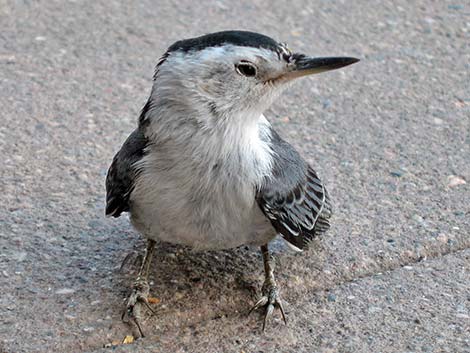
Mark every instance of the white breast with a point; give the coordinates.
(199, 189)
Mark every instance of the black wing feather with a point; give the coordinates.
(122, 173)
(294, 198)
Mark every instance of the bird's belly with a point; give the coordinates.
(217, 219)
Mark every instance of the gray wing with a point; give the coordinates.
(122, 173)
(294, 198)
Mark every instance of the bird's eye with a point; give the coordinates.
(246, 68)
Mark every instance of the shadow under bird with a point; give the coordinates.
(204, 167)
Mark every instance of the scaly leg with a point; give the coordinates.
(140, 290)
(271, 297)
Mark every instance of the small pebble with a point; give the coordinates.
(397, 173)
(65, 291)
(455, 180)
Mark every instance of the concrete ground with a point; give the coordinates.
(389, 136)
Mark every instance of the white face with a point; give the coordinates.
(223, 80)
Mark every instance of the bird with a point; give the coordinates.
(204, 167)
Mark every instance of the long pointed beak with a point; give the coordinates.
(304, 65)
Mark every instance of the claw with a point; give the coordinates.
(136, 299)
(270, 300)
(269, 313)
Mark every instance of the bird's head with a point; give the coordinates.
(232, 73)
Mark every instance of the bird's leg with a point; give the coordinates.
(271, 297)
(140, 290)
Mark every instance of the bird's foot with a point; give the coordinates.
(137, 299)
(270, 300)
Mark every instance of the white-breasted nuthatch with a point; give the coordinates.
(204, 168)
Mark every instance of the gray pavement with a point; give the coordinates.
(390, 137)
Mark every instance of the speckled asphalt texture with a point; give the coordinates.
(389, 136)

--- YOUR GOAL ---
A faithful copy of each entry is required, and no picture may be carried into it.

--- RESPONSE TO THE EXERCISE ---
Mark every instance of the white breast with a point; give the coordinates.
(199, 189)
Mark every instance of the black wing feather with a point; give the coordinates.
(122, 173)
(294, 198)
Mark every instance of the bird's belly with a point; give the coordinates.
(217, 219)
Mark every instance of the gray wing with a point; give the coordinates.
(122, 173)
(294, 198)
Mark every instance of the bird's eye with a point; give the coordinates.
(246, 68)
Mark every instance of the shadow under bird with a point; give the coordinates.
(204, 167)
Mark every instance of the scaly leg with a point; give the coordinates.
(140, 290)
(271, 297)
Mark every instance of the small pebble with a point; give the coordinates.
(397, 173)
(65, 291)
(455, 180)
Mark every instance of the concrete ground with a point; give the coordinates.
(389, 136)
Mark every instance of the white face with a point; give the coordinates.
(223, 80)
Mark every instance of the bird with a point; give the coordinates.
(204, 167)
Mark every instance of the long pointed beak with a point; give the coordinates.
(304, 65)
Mark every instance of the claw with a point; give the coordinates.
(136, 299)
(270, 300)
(269, 313)
Mark every instance of the bird's head with a point; give the coordinates.
(232, 73)
Mark every instance of the bird's leg with a point; give the coordinates.
(271, 297)
(140, 290)
Mark every instance of the bird's foot with a point; give the coordinates.
(137, 299)
(270, 300)
Mark every instance of the white-breasted nuthatch with a point; give the coordinates.
(204, 168)
Mark every instance of the gray pavement with a point; give the coordinates.
(390, 137)
Mark every instance of the speckled asphalt texture with a point; give the coordinates.
(389, 136)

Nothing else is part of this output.